### WORK TO BE COMPLETED
Quote the passage of the cpuset patch below between "[v1] cgroup/cpuset: Fix" and "between consecutive cpuset_can_attach()", inclusive, word for word.

### EXCERPT PROVIDED
____
[v1] cgroup/cpuset: Fix CLONE_INTO_CGROUP problem & other issues

[PATCH 3/3] cgroup/cpuset: Allow only one active attach operation per cpuset

Posted by Waiman Long 2 years, 10 months ago

The current cpuset code uses the global cpuset_attach_old_cs variable
to store the old cpuset value between consecutive cpuset_can_attach()
and cpuset_attach() calls. Since a caller of cpuset_can_attach() may
not need to hold the global cgroup_threadgroup_rwsem, parallel cpuset
attach operations are possible.

When there are concurrent cpuset attach operations in progress,
cpuset_attach() may fetch the wrong value from cpuset_attach_old_cs
causing incorrect result.  To avoid this problem while still allowing
certain level of parallelism, drop cpuset_attach_old_cs and use a
per-cpuset attach_old_cs value. Also restrict to at most one active
attach operation per cpuset to avoid corrupting the value of the
per-cpuset attach_old_cs value.

Signed-off-by: Waiman Long <longman@redhat.com>
---
 kernel/cgroup/cpuset.c | 19 ++++++++++++++-----
 1 file changed, 14 insertions(+), 5 deletions(-)
____
### GIVEN INFORMATION

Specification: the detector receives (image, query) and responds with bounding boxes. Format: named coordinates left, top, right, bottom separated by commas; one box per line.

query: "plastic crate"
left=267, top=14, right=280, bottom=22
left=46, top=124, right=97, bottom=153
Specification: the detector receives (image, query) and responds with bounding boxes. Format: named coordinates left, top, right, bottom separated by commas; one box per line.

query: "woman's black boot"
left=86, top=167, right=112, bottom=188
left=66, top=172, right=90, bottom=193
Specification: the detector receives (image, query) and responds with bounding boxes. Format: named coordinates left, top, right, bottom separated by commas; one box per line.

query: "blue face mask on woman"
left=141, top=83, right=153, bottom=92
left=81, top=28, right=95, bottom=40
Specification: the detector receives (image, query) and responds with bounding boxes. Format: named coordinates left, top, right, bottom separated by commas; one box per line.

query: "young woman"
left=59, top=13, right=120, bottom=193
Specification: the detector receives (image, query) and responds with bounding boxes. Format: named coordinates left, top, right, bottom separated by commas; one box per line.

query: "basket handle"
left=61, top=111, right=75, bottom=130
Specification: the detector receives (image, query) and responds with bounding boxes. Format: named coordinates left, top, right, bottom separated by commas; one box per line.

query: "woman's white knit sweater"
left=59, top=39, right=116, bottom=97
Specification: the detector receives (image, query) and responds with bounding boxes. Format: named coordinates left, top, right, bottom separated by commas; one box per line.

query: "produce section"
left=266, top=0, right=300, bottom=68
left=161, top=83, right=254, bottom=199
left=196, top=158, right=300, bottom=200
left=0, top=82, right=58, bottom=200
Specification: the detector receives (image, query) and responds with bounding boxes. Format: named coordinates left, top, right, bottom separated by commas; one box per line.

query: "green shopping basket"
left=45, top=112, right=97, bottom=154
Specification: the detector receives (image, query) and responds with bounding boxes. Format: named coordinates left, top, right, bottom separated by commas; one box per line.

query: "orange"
____
### FULL ANSWER
[v1] cgroup/cpuset: Fix CLONE_INTO_CGROUP problem & other issues

[PATCH 3/3] cgroup/cpuset: Allow only one active attach operation per cpuset

Posted by Waiman Long 2 years, 10 months ago

The current cpuset code uses the global cpuset_attach_old_cs variable
to store the old cpuset value between consecutive cpuset_can_attach()